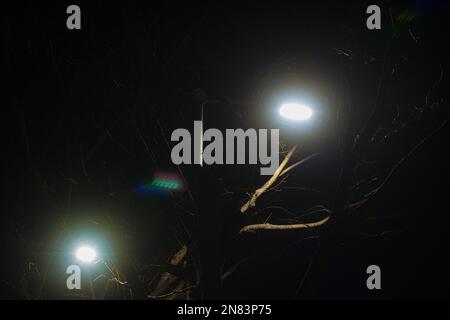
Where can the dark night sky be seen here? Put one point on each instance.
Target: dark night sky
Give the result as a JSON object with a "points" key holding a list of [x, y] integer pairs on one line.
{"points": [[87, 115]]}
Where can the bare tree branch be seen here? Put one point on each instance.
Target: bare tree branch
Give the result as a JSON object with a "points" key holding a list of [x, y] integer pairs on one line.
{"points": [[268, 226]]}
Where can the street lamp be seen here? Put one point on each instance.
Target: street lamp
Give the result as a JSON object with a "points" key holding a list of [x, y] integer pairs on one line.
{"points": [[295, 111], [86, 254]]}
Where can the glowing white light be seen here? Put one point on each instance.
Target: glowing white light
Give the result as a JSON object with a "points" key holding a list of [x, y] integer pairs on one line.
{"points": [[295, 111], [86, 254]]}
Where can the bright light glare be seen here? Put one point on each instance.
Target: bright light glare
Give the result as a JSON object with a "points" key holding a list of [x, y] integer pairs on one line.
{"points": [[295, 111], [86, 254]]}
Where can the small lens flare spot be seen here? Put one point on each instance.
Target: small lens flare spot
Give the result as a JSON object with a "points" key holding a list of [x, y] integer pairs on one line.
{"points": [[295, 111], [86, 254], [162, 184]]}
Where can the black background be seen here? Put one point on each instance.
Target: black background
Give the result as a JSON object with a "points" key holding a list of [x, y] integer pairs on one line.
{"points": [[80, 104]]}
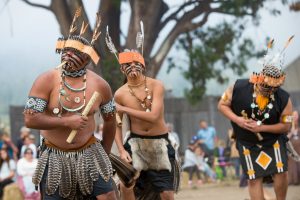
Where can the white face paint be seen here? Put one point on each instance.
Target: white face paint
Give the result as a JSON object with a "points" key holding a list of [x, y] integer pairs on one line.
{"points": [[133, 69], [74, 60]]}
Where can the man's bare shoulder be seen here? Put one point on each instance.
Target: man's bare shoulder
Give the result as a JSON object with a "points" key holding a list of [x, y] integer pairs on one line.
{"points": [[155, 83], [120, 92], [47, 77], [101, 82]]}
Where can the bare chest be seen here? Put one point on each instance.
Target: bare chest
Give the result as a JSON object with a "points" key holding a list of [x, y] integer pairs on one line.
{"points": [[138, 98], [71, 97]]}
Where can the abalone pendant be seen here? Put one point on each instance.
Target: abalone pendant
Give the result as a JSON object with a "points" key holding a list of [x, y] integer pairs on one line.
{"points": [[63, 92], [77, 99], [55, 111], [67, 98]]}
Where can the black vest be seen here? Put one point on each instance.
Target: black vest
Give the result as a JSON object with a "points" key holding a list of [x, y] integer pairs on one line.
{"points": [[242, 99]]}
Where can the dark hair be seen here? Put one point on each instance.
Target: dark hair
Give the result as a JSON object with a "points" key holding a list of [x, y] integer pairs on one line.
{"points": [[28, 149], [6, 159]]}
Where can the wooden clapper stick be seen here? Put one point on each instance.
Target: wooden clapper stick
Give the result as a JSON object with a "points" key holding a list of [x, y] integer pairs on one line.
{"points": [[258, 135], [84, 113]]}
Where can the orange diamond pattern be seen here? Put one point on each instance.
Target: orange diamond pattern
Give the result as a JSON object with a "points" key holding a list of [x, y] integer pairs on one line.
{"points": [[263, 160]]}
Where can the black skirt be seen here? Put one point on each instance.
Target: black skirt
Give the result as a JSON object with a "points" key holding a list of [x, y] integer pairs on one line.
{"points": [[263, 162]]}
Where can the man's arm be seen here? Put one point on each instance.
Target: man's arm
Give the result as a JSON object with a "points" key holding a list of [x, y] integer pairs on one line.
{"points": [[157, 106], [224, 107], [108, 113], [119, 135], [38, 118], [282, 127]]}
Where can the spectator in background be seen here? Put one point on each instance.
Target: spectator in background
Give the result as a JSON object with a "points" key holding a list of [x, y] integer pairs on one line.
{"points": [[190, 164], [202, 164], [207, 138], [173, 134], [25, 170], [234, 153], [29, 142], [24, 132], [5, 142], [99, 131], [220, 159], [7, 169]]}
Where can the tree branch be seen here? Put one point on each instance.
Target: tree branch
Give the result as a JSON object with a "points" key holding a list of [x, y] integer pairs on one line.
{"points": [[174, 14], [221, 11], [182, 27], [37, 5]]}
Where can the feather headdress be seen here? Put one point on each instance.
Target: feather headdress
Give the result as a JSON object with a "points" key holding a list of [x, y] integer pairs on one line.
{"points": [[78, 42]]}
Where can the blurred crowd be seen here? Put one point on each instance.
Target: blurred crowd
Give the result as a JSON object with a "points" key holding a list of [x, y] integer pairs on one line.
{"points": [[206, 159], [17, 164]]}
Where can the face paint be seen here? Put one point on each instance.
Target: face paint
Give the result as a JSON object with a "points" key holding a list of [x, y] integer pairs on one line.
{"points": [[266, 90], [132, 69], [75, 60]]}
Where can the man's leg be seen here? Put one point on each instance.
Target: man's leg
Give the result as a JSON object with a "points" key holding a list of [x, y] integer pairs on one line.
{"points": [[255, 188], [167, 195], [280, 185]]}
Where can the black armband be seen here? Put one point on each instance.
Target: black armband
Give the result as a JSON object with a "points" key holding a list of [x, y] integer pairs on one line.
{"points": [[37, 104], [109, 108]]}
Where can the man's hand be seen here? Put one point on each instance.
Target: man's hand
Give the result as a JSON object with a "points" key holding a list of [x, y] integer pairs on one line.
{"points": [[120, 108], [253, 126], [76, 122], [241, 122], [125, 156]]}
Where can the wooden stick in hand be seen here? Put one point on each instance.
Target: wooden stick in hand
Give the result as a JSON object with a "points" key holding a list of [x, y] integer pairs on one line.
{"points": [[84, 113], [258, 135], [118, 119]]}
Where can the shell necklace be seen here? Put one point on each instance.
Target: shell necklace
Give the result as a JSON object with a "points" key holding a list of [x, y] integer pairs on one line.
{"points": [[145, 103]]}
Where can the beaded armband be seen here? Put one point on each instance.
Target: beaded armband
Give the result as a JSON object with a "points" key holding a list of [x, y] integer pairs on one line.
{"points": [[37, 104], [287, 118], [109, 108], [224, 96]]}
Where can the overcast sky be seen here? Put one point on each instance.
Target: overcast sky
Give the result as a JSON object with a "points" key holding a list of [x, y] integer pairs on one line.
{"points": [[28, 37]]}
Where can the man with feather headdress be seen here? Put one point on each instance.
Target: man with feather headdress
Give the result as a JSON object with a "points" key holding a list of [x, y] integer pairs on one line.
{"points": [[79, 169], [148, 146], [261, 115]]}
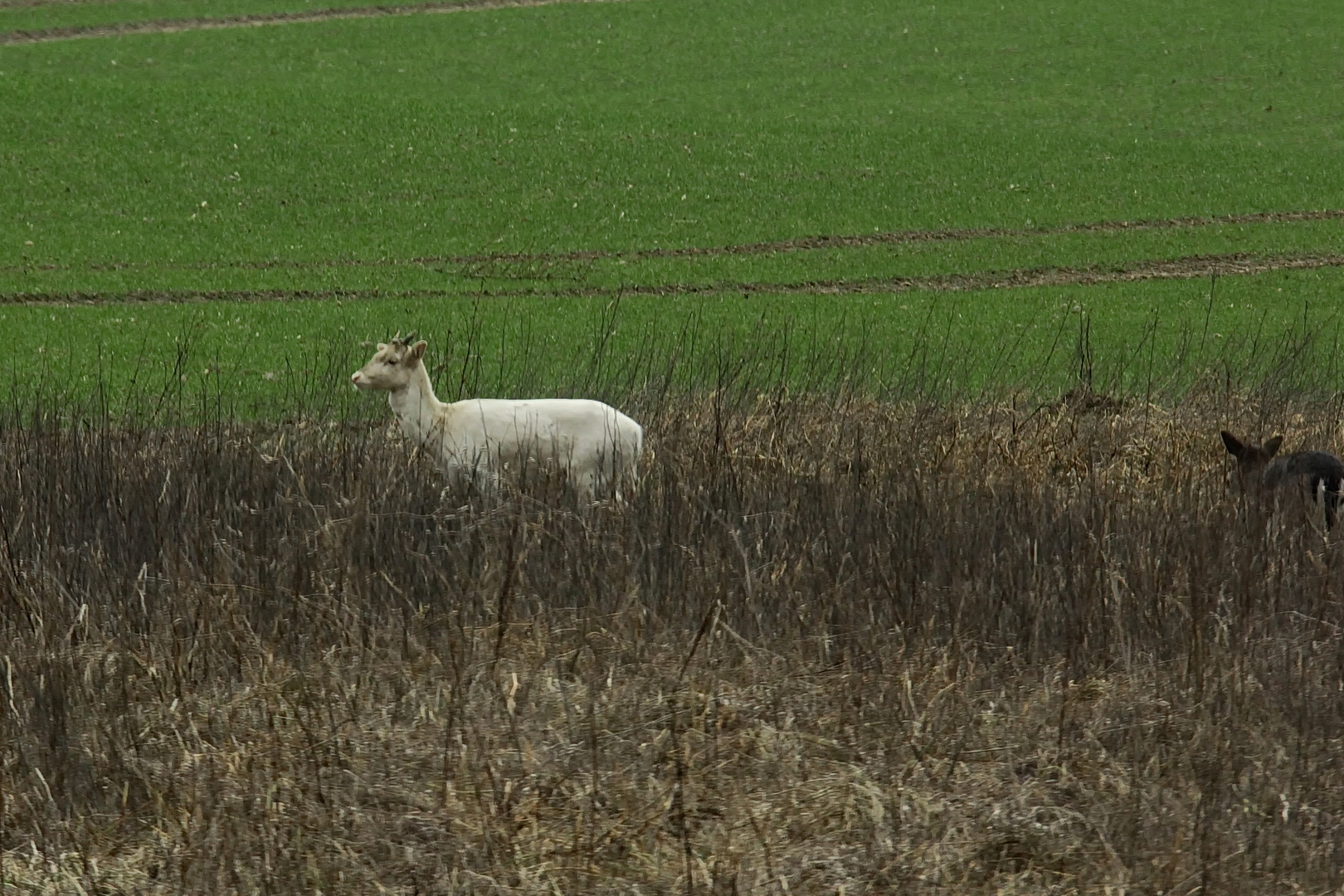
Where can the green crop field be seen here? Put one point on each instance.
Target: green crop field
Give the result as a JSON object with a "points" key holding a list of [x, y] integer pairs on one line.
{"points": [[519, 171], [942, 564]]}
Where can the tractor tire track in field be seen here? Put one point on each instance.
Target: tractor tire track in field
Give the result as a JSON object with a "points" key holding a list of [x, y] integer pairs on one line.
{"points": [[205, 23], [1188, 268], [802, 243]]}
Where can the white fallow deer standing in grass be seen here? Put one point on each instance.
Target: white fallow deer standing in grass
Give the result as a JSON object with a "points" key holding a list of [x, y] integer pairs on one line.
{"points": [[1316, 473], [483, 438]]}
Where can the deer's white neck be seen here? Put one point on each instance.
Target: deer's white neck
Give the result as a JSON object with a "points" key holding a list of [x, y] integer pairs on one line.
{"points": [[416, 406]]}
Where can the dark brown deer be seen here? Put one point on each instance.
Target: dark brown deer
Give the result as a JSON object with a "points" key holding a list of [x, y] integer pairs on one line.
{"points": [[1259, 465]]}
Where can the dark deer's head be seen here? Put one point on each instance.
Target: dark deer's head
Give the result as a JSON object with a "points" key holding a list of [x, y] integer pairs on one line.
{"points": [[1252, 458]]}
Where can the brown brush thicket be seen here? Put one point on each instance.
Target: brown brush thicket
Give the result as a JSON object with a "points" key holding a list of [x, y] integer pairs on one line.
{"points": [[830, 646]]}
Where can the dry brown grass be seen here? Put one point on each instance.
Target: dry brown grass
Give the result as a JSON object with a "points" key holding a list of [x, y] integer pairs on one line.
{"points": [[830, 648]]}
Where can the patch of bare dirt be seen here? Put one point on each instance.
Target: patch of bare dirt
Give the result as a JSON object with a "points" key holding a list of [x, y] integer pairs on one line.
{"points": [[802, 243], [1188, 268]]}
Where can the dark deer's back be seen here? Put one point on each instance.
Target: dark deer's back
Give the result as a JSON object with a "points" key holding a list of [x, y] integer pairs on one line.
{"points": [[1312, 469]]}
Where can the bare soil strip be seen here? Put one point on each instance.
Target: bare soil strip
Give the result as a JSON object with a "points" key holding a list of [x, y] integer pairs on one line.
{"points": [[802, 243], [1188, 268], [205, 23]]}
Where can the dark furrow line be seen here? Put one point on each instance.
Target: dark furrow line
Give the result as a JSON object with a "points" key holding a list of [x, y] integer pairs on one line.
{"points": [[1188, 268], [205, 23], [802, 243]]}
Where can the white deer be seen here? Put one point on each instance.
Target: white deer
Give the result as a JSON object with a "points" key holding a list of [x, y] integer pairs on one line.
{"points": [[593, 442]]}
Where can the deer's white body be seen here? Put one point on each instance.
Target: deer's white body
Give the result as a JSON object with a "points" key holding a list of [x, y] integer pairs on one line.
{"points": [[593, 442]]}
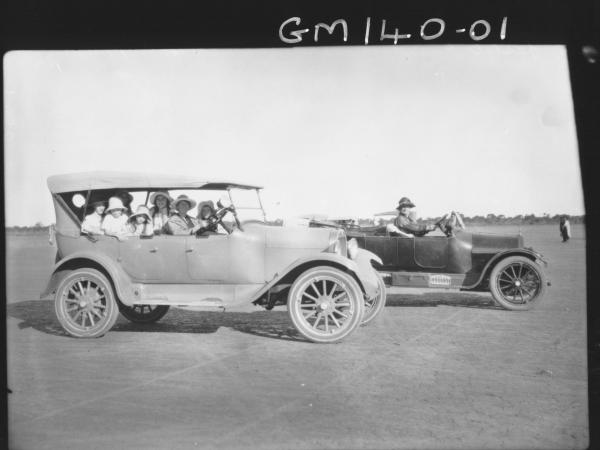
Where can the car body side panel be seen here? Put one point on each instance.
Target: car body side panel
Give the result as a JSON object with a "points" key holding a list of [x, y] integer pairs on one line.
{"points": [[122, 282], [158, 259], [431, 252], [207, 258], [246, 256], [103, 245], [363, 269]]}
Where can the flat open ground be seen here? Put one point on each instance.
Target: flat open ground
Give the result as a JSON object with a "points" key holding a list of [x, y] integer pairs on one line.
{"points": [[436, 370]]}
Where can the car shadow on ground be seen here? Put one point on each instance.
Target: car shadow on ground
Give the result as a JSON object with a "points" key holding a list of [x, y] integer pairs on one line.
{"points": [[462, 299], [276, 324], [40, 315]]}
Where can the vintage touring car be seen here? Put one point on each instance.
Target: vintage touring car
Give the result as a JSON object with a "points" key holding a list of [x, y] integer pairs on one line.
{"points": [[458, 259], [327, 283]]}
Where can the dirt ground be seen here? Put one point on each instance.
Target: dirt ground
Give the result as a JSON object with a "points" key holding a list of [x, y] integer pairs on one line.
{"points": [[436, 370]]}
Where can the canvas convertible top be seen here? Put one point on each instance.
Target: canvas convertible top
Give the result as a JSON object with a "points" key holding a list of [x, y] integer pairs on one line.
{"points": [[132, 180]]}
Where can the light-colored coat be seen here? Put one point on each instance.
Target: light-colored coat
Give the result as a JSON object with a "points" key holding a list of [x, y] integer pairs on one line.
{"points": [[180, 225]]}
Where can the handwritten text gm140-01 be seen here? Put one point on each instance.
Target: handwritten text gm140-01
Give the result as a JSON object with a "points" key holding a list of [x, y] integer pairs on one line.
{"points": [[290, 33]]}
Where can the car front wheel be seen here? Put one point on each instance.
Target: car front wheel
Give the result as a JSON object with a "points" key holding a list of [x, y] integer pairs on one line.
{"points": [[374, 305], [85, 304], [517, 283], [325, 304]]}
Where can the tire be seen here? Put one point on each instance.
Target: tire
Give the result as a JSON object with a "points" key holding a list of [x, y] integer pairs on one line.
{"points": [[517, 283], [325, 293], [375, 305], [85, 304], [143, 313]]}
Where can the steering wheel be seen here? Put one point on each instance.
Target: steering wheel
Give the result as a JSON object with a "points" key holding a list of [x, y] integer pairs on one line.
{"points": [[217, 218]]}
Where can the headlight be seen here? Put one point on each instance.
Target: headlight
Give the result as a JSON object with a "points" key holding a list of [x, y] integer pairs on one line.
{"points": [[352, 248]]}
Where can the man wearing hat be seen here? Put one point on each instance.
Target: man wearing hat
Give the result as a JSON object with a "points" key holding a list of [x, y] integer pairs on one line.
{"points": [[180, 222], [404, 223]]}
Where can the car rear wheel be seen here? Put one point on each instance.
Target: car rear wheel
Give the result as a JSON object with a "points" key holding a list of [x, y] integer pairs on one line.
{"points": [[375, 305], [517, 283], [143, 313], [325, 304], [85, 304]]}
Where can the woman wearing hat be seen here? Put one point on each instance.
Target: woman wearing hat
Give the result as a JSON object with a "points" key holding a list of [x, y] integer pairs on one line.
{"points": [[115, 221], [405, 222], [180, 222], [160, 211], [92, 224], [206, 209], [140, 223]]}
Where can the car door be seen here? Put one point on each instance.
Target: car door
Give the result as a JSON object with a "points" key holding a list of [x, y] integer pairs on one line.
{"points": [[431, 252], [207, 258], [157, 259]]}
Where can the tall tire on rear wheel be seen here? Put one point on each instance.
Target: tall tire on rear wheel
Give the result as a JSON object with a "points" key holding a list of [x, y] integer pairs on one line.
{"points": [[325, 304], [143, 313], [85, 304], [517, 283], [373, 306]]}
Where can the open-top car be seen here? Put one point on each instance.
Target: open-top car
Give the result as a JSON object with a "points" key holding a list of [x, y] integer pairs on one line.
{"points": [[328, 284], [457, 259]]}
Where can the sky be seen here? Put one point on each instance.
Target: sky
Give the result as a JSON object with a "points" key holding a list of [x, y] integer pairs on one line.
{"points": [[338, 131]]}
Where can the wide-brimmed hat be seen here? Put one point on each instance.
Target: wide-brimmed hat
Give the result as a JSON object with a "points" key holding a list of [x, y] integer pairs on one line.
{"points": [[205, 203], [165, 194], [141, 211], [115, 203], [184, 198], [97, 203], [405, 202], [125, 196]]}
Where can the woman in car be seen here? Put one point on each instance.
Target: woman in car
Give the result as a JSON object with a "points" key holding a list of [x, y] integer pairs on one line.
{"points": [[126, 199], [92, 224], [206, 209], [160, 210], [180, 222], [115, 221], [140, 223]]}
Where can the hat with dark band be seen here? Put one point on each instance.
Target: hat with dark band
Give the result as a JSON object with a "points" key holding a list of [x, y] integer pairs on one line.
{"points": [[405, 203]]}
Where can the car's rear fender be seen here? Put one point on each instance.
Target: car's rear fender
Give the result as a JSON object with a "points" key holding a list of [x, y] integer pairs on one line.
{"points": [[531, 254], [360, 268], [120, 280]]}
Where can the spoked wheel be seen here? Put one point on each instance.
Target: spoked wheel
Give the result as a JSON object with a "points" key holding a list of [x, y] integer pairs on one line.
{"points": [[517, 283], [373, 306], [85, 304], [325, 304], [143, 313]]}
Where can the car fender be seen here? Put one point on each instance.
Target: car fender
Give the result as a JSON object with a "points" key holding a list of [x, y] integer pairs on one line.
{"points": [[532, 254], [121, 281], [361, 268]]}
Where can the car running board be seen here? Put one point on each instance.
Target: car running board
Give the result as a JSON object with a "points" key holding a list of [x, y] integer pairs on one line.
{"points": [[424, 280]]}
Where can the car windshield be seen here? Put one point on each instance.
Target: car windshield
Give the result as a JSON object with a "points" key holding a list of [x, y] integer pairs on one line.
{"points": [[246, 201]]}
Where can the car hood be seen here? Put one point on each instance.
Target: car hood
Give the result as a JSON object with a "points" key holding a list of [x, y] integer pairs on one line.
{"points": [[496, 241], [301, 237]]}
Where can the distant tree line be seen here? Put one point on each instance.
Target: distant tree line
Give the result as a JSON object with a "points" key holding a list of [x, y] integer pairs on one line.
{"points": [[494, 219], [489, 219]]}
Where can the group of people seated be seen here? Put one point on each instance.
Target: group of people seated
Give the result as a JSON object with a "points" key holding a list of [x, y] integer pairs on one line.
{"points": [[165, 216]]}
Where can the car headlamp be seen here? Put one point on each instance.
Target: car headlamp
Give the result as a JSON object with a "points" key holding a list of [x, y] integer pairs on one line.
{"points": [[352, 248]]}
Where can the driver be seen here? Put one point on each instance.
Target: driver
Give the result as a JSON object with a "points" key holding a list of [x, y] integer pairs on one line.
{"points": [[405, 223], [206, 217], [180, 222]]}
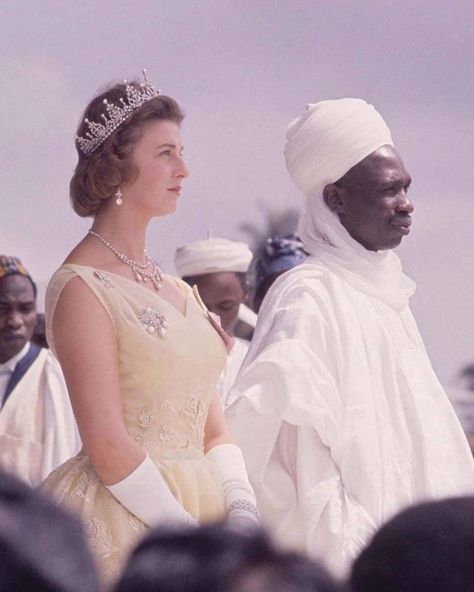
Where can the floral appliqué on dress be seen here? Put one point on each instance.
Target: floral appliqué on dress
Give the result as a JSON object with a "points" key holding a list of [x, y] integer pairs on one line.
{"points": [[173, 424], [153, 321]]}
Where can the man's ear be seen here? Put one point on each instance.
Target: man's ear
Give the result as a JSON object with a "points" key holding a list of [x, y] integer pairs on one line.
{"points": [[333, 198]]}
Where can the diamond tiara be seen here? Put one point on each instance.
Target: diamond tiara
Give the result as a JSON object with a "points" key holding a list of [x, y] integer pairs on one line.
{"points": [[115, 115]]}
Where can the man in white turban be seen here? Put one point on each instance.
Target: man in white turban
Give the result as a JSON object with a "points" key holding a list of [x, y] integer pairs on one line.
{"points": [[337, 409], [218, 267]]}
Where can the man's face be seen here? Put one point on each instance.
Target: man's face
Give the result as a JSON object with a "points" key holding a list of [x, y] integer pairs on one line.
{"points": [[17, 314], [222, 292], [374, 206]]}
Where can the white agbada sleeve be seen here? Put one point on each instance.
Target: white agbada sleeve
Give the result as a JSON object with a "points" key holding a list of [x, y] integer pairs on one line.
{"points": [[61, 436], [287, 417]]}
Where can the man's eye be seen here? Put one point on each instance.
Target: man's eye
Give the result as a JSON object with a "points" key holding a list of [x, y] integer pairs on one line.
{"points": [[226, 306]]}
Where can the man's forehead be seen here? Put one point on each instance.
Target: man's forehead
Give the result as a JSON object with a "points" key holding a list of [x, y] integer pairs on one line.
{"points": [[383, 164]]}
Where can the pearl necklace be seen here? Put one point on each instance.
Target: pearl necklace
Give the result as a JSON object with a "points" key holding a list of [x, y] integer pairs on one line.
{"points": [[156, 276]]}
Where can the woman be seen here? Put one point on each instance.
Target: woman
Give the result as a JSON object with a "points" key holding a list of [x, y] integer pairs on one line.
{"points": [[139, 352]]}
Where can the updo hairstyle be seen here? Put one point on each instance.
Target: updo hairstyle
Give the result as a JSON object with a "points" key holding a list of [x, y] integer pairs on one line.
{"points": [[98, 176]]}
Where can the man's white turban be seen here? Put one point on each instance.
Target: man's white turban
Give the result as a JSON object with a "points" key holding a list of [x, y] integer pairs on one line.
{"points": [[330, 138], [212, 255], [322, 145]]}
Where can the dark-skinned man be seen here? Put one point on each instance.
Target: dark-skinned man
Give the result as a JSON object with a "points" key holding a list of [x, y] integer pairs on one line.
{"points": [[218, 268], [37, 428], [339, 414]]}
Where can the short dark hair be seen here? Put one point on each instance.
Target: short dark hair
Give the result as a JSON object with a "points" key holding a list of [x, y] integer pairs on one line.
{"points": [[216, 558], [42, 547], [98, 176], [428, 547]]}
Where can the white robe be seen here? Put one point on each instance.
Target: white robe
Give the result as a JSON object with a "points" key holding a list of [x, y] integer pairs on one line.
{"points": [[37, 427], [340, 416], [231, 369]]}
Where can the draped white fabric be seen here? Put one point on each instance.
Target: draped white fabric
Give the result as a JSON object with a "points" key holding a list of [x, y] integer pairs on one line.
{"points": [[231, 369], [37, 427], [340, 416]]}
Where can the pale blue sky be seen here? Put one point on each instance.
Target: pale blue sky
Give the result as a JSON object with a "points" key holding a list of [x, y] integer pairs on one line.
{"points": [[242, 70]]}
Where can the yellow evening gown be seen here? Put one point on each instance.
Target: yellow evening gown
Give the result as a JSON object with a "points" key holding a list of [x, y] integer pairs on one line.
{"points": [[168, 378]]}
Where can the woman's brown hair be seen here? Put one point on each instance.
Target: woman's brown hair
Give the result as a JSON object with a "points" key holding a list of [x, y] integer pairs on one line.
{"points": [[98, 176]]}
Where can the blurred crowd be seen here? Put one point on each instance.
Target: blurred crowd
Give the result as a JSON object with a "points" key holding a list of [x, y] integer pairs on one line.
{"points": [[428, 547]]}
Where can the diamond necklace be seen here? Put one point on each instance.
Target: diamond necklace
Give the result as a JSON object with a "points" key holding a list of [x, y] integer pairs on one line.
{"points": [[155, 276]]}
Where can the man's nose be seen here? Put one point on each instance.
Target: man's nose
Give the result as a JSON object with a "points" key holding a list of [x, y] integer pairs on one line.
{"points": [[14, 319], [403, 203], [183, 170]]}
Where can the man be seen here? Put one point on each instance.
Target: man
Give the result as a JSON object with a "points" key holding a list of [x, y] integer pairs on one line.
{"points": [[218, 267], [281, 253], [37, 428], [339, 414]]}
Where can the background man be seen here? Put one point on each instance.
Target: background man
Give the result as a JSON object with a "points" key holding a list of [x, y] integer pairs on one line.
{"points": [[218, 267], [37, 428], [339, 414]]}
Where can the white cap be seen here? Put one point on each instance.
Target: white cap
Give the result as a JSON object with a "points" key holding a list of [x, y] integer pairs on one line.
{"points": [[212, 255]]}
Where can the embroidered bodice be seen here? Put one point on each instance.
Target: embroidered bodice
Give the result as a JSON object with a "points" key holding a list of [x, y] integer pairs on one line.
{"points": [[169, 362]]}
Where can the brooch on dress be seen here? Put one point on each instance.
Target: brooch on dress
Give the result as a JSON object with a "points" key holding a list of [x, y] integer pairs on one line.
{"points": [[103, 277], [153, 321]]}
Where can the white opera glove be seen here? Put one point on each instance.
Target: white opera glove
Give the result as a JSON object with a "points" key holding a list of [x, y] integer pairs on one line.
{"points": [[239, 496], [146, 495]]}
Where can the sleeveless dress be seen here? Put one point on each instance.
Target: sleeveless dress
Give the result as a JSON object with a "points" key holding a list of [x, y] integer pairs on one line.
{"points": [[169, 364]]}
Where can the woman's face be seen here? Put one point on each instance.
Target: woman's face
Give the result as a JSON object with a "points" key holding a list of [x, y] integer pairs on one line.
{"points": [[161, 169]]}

● **INSTRUCTION**
Copy out exactly the lines between the line with "Where can the brooch" and the last line of the entries, counting both of those lines.

● **IN RESPONSE**
Where can the brooch on dress be seen here? Put one point on each instance.
Target: brooch on dress
Give the result as a JSON object with a "points" key holding a list of [x, y] integer pairs on one line.
{"points": [[103, 277], [153, 321]]}
Where can the white opera glove be seen here? Put one point on each instance.
Target: white opera glove
Give the result as a JSON object with a "points" key holding a list of [x, y] integer pairs on one line.
{"points": [[239, 496], [146, 495]]}
Where can the sleeveless dress be seen here? Put one point on each instance.
Target: sleeveless dress
Give the result as a JSON object with a "points" key holding a list of [x, y] integer pairs on one line.
{"points": [[169, 364]]}
Where can the woman's face be seen here? Put one point on each instance.
Target: woman's face
Give the result as a JSON object with a "points" key holding a list of [x, y] integer pairs on one line.
{"points": [[161, 169]]}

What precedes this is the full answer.